Start of Records for this exercise

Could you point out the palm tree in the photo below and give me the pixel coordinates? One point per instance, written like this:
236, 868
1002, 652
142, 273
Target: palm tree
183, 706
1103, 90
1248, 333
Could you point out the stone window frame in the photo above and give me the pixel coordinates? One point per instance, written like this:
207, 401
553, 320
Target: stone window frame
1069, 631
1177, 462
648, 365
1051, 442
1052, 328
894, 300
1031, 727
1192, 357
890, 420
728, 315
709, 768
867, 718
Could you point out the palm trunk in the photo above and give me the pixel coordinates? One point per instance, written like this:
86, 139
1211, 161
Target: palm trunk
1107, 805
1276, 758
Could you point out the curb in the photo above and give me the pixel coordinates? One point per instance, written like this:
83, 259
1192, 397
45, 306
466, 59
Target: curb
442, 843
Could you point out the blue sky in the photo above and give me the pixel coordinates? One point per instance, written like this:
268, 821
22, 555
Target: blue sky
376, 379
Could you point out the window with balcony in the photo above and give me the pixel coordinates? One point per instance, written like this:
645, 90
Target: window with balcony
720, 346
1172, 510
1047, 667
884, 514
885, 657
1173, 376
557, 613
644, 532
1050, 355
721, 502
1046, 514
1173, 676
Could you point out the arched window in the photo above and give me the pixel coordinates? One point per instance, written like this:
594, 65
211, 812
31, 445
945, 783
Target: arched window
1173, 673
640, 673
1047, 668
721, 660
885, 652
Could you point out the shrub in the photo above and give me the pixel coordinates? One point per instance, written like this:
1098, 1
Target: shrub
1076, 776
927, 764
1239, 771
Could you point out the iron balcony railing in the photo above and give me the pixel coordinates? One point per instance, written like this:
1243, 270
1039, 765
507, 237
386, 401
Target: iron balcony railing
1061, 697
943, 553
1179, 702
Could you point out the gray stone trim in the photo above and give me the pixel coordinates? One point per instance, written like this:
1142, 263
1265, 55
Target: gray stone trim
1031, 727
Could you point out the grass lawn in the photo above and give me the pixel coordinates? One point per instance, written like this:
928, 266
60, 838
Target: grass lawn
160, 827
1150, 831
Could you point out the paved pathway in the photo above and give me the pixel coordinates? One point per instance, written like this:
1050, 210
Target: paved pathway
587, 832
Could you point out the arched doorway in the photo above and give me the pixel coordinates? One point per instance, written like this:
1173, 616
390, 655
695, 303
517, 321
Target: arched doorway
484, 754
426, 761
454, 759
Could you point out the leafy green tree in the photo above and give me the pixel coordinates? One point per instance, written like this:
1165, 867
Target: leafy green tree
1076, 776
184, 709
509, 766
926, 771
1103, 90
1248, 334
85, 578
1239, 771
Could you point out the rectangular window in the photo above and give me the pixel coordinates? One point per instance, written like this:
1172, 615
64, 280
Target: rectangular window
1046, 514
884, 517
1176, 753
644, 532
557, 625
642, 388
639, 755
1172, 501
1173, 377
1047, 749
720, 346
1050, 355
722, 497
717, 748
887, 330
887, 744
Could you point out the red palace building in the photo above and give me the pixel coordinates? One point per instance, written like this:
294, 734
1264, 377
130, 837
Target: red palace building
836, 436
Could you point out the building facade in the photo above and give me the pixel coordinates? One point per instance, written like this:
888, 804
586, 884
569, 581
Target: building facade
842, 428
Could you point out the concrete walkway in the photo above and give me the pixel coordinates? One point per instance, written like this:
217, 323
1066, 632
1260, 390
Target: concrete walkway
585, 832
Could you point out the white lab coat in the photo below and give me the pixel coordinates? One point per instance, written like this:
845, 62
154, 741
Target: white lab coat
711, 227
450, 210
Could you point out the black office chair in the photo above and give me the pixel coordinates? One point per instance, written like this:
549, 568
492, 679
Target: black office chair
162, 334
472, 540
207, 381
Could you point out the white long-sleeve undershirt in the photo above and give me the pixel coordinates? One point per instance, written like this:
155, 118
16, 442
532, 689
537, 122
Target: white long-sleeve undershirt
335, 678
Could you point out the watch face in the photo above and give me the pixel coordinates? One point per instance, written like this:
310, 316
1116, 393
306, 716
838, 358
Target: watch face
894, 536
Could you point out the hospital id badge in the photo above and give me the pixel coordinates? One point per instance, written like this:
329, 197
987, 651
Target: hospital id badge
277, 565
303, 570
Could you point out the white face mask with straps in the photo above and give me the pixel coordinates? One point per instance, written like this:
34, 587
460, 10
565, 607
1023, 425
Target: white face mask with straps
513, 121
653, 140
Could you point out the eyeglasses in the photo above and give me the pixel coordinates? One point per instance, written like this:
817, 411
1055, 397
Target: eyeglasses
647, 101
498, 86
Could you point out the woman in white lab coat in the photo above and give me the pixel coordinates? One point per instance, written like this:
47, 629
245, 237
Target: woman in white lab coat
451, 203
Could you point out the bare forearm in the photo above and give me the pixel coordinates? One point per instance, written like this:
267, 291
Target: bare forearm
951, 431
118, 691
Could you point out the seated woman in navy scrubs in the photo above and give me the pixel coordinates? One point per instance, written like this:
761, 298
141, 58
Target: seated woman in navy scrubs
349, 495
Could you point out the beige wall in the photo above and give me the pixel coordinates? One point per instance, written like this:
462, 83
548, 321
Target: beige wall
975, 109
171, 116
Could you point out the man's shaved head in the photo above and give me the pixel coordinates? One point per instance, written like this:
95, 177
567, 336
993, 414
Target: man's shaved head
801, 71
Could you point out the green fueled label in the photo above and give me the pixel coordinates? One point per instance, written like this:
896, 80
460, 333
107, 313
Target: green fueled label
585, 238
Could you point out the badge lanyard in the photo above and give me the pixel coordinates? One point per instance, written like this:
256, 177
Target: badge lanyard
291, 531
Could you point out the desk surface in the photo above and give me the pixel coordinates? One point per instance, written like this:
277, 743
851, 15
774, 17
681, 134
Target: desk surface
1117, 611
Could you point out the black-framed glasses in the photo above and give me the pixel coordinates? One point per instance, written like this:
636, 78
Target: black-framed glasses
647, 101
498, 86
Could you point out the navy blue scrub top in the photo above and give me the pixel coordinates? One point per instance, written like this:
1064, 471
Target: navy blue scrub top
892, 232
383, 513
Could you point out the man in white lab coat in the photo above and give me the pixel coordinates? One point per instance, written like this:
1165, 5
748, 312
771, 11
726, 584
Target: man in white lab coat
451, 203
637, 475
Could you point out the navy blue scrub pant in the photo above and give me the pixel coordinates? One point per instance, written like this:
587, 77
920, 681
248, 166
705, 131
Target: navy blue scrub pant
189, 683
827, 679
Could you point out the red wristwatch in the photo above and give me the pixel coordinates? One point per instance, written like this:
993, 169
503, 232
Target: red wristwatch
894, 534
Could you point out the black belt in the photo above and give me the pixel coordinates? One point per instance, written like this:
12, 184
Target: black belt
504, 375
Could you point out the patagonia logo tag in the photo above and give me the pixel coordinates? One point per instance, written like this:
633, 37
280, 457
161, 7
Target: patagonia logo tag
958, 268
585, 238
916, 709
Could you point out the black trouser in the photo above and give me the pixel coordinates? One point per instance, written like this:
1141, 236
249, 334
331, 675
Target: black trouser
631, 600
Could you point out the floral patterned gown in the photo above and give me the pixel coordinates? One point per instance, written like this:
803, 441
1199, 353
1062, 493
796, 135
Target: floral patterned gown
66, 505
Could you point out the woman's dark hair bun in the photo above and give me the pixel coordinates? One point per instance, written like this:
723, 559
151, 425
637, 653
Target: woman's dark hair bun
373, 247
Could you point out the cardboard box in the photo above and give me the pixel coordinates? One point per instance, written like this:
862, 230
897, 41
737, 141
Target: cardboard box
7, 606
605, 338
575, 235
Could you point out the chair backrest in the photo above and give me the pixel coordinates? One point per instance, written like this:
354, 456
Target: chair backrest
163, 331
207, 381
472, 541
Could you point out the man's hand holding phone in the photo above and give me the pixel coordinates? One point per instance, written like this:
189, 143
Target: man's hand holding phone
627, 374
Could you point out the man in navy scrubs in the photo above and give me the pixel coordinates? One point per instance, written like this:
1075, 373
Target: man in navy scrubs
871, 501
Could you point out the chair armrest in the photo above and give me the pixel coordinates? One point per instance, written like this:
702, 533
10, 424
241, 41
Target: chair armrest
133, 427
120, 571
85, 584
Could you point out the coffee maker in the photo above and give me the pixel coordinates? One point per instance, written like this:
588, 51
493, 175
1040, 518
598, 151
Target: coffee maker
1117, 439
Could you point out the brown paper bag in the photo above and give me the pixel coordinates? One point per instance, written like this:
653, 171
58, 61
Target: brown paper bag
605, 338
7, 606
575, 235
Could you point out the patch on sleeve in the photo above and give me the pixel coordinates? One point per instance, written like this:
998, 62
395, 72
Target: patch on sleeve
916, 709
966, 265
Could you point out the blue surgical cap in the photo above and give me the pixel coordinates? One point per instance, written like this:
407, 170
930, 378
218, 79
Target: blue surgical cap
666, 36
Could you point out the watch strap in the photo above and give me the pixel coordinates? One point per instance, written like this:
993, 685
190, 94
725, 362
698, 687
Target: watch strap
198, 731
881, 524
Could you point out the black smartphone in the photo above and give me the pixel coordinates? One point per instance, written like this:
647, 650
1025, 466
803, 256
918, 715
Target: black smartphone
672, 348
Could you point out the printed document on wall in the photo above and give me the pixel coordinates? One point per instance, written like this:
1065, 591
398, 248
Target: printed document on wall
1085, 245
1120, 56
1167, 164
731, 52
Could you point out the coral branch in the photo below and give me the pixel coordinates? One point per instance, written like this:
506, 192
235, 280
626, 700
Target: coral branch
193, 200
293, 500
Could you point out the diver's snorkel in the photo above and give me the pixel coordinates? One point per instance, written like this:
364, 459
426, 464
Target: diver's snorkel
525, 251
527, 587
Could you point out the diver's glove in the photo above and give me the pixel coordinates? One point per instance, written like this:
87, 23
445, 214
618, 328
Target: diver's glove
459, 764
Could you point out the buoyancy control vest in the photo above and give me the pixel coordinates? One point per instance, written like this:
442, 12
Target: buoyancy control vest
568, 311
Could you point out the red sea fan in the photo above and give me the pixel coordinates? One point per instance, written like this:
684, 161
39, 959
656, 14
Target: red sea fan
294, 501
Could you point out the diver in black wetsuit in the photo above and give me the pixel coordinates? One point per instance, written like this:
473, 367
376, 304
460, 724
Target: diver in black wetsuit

End of Records for this exercise

### Task directions
Take the line holding "Could you point out the buoyancy" and all lines after it through the end of the data, and set them down exactly.

### Answer in full
Could you point out the buoyancy control vest in the photo above and give me the pixel coordinates? One point per instance, written like this:
442, 12
Target: buoyancy control vest
568, 311
Could you point out the red sea fan in the photo above and give me the pixel coordinates? One point per instance, written like this:
684, 161
39, 959
656, 14
Target: red sea fan
294, 501
Could you point out the diver in black wetsuit in the photo above and give me the pixel coordinates? One point per instance, written like this:
473, 367
376, 304
460, 724
Target: diver in black wetsuit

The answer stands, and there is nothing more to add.